[Dataset rows on where objects appear]
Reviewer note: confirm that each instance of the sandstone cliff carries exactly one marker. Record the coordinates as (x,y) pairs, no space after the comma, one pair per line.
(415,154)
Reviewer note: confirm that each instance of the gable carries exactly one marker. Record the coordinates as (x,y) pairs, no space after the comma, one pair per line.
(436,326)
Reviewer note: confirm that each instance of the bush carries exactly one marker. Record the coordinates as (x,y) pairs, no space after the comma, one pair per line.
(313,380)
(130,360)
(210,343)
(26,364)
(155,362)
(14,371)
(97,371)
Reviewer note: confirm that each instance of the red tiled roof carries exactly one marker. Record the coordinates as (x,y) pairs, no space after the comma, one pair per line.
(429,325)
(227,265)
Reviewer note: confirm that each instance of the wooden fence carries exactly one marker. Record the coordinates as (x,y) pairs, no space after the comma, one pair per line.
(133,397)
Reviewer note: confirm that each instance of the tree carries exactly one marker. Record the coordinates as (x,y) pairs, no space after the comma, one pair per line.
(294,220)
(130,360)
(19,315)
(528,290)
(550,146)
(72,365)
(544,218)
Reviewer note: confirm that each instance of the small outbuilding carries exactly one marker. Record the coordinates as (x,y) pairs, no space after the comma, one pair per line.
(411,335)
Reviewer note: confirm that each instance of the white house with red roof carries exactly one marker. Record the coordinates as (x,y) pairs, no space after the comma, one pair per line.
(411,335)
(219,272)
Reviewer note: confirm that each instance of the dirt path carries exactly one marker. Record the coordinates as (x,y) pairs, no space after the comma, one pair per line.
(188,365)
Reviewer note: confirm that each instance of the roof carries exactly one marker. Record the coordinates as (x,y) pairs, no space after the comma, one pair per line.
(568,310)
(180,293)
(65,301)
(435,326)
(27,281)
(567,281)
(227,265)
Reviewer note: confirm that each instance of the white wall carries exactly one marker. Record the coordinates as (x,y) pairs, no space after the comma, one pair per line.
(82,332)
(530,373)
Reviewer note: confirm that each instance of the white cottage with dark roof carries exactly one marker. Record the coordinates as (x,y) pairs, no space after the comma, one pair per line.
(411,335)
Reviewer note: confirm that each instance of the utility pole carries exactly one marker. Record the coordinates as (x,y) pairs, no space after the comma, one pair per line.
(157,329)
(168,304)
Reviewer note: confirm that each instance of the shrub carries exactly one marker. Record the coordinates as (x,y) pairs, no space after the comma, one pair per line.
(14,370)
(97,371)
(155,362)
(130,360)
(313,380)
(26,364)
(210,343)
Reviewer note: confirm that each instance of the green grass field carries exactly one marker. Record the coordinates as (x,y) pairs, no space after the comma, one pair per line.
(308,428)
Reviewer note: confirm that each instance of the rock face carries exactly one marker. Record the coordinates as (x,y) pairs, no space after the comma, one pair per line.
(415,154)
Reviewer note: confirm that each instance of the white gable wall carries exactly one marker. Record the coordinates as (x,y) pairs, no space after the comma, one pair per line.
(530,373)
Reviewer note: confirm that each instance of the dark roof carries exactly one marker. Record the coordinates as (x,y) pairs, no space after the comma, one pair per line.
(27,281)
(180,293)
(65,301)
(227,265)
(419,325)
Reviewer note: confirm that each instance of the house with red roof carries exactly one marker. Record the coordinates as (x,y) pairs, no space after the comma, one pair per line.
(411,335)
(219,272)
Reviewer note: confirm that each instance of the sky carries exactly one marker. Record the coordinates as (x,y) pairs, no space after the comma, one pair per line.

# TASK REQUIREMENTS
Output every line of the items above as a Markdown table with two columns, Row and Line. Number the rows and leave out blank lines.

# THE RESULT
| Row | Line |
|---|---|
| 1 | Reviewer note: confirm that each instance of the sandstone cliff carries exactly one marker. Record the coordinates as (x,y) pairs, no space after the comma, one pair per line. |
| 2 | (415,154) |
| 3 | Reviewer note: confirm that each instance of the gable carries exactly one marker. Record the coordinates as (x,y) pairs, no space after the comma, one pair per line. |
| 4 | (436,326) |
| 5 | Reviewer note: confirm that each instance of the bush carries exactly one marker. Record the coordinates as (x,y) pairs, no space after the comma, one pair per line. |
| 6 | (313,380) |
| 7 | (130,360) |
| 8 | (210,343) |
| 9 | (26,364) |
| 10 | (155,362) |
| 11 | (14,371) |
| 12 | (97,371) |
| 13 | Reviewer note: confirm that each instance of the red tiled roof carries exactly one marker. Record the coordinates as (x,y) pairs, no space after the comma, one pair per line. |
| 14 | (429,325) |
| 15 | (227,265) |
| 16 | Reviewer note: confirm that each instance of the wooden fence carries exactly one marker. Record the coordinates as (x,y) pairs, no space after the comma, one pair per line. |
| 17 | (133,397) |
| 18 | Reviewer note: confirm that each instance of the tree carries exactly one marker. Record the coordinates as (x,y) pairs, no space after the comma, one pair per line. |
| 19 | (294,220) |
| 20 | (130,360) |
| 21 | (19,315) |
| 22 | (528,290) |
| 23 | (550,146) |
| 24 | (72,365) |
| 25 | (544,218) |
| 26 | Reviewer note: confirm that each instance of the small outbuilding carries exactly one marker. Record the coordinates as (x,y) pairs, no space after the comma, one pair per line. |
| 27 | (411,335) |
| 28 | Reviewer note: confirm that each instance of the white house with red roof carries exactly one marker. Record the coordinates as (x,y) pairs, no space after the comma, one pair per line. |
| 29 | (411,335) |
| 30 | (219,272) |
| 31 | Reviewer note: confirm that each instance of the dirt path carries exactly one marker. Record the coordinates as (x,y) pairs, no space after the comma, one pair per line. |
| 32 | (188,365) |
| 33 | Reviewer note: confirm that each instance of the roof carries exactly one marker. Record the coordinates as (x,y) pairs, no space after the comma, one pair per line. |
| 34 | (568,310) |
| 35 | (180,293) |
| 36 | (65,301) |
| 37 | (435,326) |
| 38 | (27,281) |
| 39 | (567,281) |
| 40 | (227,265) |
| 41 | Reviewer note: confirm that each instance of the white wall carries exactly one marker. Record the coordinates as (x,y) pairs, no space after the comma, one pair per line. |
| 42 | (82,332) |
| 43 | (530,373) |
| 44 | Reviewer note: confirm that each instance of the white cottage with dark roof carries exactly one marker. Record the coordinates as (x,y) pairs, no space after the comma, one pair per line. |
| 45 | (411,335) |
| 46 | Reviewer note: confirm that each instance of the utility pole carries exactly one marker. Record the coordinates as (x,y) pairs, no space after the comma, one pair per line. |
| 47 | (157,329) |
| 48 | (168,304) |
| 49 | Reviewer note: confirm that each instance of the shrub carries exactly one marker. Record the coordinates as (x,y) pairs, no space after the comma, one pair per line. |
| 50 | (14,370) |
| 51 | (97,371) |
| 52 | (155,362) |
| 53 | (130,360) |
| 54 | (313,380) |
| 55 | (26,364) |
| 56 | (210,343) |
| 57 | Reviewer note: confirm that each instance of the green grass field carries exactly one marker. Record the coordinates as (x,y) pairs, no space after the comma, one pair per line. |
| 58 | (308,428) |
| 59 | Reviewer note: confirm that each instance of the rock face carries exactly one marker. Record the coordinates as (x,y) pairs, no space after the comma, one pair per line. |
| 60 | (415,154) |
| 61 | Reviewer note: confirm that each instance of the white gable wall carries exactly one marker. Record the coordinates as (x,y) pairs, no space after the comma, one pair per line. |
| 62 | (530,373) |
| 63 | Reviewer note: confirm that each instance of the dark roof carries exactly one marker. Record the coordinates as (x,y) pairs, no space after the comma, one pair per line. |
| 64 | (27,281) |
| 65 | (180,293) |
| 66 | (65,301) |
| 67 | (227,265) |
| 68 | (419,325) |
| 69 | Reviewer note: confirm that each instance of the house with red roof carries exactly one marker. Record the coordinates as (x,y) pairs, no space after the comma, one pair per line. |
| 70 | (411,335) |
| 71 | (219,272) |
| 72 | Reviewer note: confirm that each instance of the sky carries exactly one marker. Record the coordinates as (x,y) pairs, no space after the comma, one pair per line. |